» **Instructions to follow**: For each line of the data that includes the word "lettering", copy the line.

◆ ◆ ◆

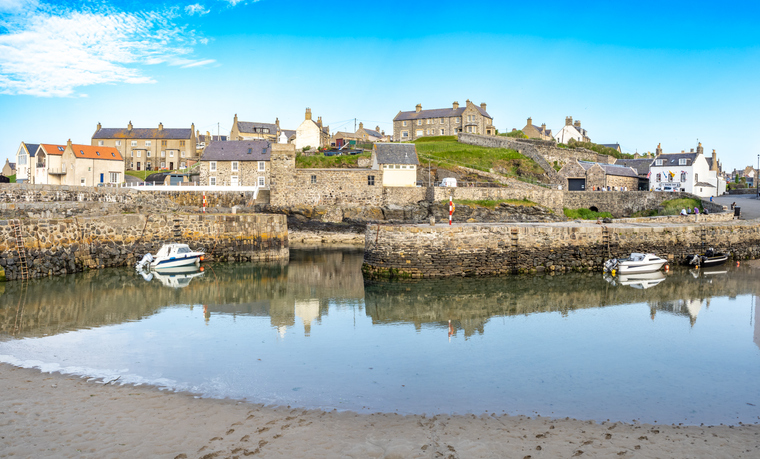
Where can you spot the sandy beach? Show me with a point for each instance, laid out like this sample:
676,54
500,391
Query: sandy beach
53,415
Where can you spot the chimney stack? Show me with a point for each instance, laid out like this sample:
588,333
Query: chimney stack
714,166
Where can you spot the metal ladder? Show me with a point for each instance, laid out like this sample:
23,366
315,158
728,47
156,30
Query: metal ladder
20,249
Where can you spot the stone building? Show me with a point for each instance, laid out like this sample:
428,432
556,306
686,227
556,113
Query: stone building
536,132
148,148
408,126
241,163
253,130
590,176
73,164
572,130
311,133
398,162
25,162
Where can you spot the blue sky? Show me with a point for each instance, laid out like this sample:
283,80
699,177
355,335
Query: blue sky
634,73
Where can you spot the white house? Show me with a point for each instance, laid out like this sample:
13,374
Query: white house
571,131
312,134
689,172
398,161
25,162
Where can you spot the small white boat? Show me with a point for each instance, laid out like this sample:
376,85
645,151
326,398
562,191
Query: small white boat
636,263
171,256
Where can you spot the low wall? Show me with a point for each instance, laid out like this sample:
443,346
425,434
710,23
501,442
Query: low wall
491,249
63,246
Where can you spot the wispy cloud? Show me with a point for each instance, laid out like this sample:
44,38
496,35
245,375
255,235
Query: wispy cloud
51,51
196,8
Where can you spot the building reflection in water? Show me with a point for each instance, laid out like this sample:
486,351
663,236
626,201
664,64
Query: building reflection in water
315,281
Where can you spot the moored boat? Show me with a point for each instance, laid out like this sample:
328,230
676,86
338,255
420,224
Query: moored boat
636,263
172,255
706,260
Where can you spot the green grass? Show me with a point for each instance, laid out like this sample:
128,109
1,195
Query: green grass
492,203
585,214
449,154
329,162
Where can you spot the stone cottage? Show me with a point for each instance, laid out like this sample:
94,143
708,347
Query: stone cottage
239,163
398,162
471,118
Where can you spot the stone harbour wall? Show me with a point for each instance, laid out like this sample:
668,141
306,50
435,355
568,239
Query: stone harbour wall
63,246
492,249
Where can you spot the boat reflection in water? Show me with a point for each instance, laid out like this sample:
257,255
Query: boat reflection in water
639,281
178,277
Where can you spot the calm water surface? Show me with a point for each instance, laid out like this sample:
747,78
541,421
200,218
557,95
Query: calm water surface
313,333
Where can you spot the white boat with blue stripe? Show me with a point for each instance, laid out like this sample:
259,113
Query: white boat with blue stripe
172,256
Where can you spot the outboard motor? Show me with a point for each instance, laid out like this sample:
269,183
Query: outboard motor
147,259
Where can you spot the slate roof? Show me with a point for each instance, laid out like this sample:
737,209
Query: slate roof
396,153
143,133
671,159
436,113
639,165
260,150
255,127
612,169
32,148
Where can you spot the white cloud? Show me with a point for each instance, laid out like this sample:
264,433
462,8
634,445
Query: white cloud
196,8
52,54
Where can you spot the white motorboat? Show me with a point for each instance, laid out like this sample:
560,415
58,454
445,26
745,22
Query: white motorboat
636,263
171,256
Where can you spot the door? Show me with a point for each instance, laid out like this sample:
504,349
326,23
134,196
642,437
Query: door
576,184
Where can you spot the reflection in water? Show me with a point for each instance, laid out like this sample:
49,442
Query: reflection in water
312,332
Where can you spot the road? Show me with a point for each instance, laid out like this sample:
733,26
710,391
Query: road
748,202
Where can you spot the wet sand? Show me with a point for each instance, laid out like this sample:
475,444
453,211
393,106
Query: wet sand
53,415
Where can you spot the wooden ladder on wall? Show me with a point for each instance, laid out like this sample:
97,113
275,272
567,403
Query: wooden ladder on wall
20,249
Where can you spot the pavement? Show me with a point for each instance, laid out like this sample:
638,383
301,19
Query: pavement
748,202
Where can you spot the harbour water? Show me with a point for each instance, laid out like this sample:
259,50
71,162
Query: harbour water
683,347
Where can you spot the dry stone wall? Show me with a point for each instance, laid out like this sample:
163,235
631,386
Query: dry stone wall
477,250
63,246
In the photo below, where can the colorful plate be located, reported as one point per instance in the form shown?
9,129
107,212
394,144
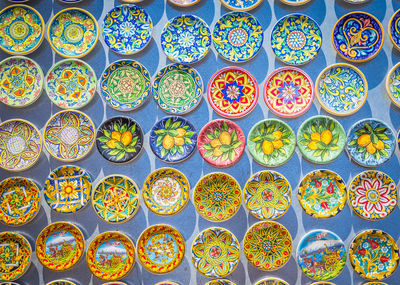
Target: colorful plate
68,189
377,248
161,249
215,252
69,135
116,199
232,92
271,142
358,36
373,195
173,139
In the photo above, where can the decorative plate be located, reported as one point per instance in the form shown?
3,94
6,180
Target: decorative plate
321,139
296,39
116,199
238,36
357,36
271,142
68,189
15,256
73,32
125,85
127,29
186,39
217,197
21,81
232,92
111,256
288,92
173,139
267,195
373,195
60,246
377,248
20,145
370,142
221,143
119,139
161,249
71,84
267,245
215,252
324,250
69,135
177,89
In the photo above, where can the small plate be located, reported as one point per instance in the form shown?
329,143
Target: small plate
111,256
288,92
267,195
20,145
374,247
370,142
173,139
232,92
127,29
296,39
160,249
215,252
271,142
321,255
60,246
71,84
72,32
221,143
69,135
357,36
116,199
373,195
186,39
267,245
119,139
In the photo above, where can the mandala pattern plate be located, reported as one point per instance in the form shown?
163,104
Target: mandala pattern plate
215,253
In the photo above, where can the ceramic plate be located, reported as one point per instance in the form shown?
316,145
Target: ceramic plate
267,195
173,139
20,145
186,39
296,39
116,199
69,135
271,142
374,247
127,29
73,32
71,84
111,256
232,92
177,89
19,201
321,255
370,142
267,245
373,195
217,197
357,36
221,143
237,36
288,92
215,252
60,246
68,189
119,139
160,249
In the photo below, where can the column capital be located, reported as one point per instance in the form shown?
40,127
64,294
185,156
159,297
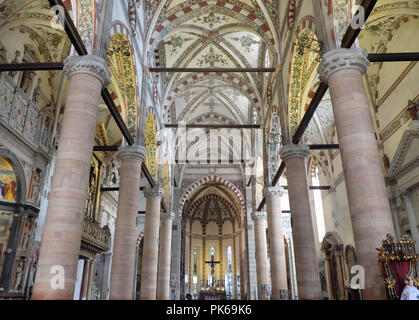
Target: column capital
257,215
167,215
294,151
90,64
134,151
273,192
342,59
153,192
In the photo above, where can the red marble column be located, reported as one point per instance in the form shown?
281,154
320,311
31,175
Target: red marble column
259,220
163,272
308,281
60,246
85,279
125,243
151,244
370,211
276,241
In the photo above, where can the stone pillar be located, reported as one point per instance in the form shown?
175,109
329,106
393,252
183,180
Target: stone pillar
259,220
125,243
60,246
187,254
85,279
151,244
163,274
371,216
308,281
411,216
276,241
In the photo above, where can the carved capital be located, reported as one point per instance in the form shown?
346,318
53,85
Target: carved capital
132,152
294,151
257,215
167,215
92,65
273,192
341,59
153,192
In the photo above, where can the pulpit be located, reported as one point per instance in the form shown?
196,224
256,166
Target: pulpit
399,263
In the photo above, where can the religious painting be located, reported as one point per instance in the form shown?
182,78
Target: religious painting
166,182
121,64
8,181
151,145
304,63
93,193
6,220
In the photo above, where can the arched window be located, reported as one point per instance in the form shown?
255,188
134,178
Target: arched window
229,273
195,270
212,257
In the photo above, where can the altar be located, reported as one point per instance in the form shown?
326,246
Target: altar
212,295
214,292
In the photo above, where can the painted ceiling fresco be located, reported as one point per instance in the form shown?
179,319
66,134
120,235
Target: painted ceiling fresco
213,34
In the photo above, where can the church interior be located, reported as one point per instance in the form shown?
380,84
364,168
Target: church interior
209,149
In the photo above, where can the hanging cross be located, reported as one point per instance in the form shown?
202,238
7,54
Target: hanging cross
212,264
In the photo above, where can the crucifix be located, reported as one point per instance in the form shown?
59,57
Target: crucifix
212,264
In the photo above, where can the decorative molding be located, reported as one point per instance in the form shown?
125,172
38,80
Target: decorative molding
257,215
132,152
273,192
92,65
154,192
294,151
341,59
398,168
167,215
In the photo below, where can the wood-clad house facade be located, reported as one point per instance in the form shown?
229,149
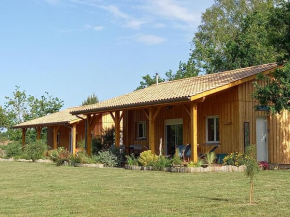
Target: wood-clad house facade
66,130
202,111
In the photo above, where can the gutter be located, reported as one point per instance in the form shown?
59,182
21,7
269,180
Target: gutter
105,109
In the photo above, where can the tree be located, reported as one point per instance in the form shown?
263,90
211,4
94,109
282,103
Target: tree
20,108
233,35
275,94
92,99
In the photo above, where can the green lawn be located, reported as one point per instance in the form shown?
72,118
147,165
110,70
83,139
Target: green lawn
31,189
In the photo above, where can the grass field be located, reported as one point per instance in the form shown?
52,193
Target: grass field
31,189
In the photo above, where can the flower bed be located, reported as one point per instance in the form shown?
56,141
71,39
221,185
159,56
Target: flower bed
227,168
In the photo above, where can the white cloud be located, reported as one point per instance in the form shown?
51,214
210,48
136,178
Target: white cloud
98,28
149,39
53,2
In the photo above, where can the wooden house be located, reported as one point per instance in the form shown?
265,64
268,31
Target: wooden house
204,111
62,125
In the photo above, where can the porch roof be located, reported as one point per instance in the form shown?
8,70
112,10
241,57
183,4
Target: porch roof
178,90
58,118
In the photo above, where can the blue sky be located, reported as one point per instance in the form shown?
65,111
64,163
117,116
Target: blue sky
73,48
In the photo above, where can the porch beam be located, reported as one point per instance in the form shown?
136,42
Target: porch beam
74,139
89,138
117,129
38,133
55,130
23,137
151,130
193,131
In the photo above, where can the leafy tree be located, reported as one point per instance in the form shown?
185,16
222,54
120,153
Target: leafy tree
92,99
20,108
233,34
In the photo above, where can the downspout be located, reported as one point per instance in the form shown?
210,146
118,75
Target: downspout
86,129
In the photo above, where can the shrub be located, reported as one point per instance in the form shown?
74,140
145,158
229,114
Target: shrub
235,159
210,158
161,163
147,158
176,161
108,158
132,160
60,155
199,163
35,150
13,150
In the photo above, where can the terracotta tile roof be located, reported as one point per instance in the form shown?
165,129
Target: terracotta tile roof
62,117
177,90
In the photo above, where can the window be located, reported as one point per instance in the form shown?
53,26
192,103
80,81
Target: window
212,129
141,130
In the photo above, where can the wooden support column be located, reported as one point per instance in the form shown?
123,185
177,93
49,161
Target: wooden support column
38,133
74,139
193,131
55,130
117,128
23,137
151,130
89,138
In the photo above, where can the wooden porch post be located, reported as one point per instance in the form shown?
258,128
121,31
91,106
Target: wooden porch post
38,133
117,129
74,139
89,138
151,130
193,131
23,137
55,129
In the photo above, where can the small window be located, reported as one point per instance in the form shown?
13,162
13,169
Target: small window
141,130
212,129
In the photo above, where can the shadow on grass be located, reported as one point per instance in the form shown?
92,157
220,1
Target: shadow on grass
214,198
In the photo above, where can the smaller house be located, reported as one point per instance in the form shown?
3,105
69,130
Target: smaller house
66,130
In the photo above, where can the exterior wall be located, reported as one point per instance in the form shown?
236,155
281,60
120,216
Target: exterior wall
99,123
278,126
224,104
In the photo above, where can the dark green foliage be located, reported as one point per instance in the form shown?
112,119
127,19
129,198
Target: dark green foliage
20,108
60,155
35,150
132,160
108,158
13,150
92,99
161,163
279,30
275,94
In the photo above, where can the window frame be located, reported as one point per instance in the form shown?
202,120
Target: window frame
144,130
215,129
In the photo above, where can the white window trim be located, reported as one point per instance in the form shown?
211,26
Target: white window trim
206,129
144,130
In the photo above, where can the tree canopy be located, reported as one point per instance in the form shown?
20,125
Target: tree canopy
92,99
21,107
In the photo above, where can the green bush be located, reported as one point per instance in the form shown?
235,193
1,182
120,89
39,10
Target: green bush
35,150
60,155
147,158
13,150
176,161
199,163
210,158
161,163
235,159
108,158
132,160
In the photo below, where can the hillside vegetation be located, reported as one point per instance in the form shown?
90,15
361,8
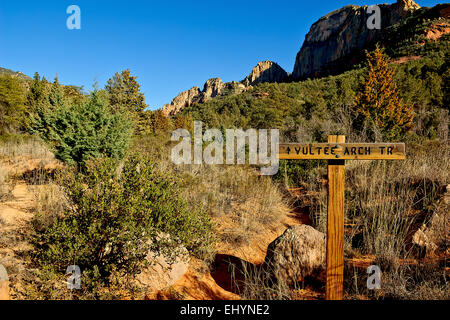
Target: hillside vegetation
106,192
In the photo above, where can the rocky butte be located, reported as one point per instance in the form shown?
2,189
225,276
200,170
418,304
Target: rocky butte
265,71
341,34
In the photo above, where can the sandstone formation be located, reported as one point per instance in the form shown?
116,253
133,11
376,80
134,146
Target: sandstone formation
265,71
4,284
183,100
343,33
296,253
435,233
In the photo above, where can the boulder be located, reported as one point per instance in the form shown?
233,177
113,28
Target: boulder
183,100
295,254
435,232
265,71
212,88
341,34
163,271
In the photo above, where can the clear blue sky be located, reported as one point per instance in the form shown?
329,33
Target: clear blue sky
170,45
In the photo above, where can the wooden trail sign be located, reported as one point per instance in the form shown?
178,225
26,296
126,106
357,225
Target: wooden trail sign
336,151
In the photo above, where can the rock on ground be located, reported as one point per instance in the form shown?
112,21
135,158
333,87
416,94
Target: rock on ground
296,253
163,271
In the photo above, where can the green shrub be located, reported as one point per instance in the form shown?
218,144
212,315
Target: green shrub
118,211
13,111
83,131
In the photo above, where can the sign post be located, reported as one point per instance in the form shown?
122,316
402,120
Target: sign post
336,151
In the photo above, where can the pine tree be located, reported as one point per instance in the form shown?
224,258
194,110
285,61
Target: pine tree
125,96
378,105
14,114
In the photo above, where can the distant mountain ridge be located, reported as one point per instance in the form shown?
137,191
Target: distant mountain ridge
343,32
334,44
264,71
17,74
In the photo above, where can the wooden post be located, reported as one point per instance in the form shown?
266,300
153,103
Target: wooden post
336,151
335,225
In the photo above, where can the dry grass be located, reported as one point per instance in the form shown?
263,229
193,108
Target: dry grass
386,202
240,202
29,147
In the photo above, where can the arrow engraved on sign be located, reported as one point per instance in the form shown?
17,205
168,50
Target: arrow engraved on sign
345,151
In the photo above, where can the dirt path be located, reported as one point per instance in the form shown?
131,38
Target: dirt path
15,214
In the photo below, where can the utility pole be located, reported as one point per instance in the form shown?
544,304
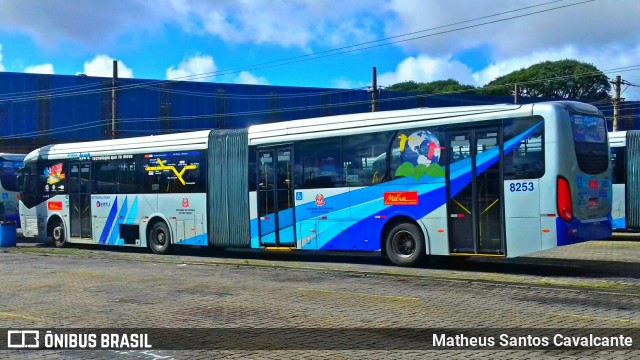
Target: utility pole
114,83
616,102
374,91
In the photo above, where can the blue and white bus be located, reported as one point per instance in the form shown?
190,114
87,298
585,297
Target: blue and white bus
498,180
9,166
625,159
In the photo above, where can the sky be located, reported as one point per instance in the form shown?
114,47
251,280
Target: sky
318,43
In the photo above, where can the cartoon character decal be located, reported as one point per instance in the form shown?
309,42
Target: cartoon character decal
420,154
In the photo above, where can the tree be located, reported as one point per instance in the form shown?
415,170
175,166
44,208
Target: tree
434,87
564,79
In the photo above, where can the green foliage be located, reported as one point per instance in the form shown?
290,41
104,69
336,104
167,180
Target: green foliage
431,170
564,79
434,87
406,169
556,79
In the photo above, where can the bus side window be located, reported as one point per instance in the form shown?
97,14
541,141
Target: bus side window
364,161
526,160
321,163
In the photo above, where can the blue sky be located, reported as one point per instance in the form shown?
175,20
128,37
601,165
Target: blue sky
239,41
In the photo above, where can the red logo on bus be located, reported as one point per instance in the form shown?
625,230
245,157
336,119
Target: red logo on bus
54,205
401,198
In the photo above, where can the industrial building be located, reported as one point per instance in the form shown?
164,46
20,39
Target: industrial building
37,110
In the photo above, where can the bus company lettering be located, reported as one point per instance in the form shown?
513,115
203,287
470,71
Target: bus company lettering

◆ ◆ ◆

» **Answer**:
In the photo above, where can the bus company lettering be located, reported as one point per instance in the form shown?
Target: bus company lettering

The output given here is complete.